**PAGE TEXT:**
--- start ---
According to a confidential memorandum to be circulated to [ROI] Ministers, even the best-case scenario for an agreement between the EU and UK would cause serious problems for businesses importing from, and exporting to, the UK.
“Even an ambitious and deep agreement, if such were achievable in the short timeframe, will not be the status quo and will involve considerable disruption,” it states.
But officials express doubt the agreement can be concluded by the end of the year when the transition period is to end and the UK will no longer be covered by EU rules.

How, though, could it be otherwise. Trade moves from the context of a single market and customs area to the opposite situation – with all the delays, checks and so forth necessary between two different areas. It has often been said, indeed it has been reiterated numerous times on this very site, that any situation other than the status quo ante is a lesser situation.

And this has very real ramifications for this state – the IT notes that we can expect in 2030 that the ROI economy will be 7% smaller in the event of a no-deal Brexit. That would see unemployment at least a couple of percentage points higher. And with an FTA? Somewhere between 3 and 4% smaller economy-wise.

The Financial Times points to other aspects of this – complication piled on complication in terms of goods imported from Britain to NI and then the question – on to the ROI/EU, or not?

And meanwhile in London the government, or at least the PM, continues to say there will be no checks between NI and Britain.

Which prompts the question, what is going to give and where on all this?

Comments»
--- end ---
**TASKS TO PERFORM:**
1. Update the Brexit trade excerpt by reproducing the part that opens with the words containing "According to a" and closes with "to, the UK.", replacing "memorandum" with "briefing note".
2. State whether each statement agrees with the Brexit trade excerpt, answering yes or no and quoting the deciding words. (a) An ambitious and deep agreement would amount to the status quo. (b) Officials doubt the agreement can be concluded by the end of the year. (c) A no-deal Brexit would leave the ROI economy 7% smaller in 2030.
3. According to the Brexit trade excerpt, how much smaller would the ROI economy be with an FTA?

**GIVEN ENTRIES:**
--- start ---
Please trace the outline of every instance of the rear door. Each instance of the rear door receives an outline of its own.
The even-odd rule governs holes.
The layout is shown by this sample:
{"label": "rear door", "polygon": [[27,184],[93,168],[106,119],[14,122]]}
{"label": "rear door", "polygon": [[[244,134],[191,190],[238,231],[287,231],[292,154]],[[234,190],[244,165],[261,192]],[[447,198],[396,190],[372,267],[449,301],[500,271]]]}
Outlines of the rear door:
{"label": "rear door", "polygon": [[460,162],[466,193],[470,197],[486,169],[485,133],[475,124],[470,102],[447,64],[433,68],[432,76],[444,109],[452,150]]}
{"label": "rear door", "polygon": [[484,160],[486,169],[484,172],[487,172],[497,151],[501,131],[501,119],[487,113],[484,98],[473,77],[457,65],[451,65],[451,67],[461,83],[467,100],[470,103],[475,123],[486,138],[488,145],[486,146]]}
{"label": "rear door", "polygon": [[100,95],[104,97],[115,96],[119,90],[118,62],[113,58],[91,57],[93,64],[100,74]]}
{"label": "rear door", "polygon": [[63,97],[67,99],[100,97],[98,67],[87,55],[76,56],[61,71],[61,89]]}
--- end ---
**THE RESPONSES:**
1.
According to a confidential briefing note to be circulated to [ROI] Ministers, even the best-case scenario for an agreement between the EU and UK would cause serious problems for businesses importing from, and exporting to, the UK.

2.
(a) No: "will not be the status quo and will involve considerable disruption"
(b) Yes: "officials express doubt the agreement can be concluded by the end of the year"
(c) Yes: "we can expect in 2030 that the ROI economy will be 7% smaller in the event of a no-deal Brexit"

3. Somewhere between 3 and 4% smaller.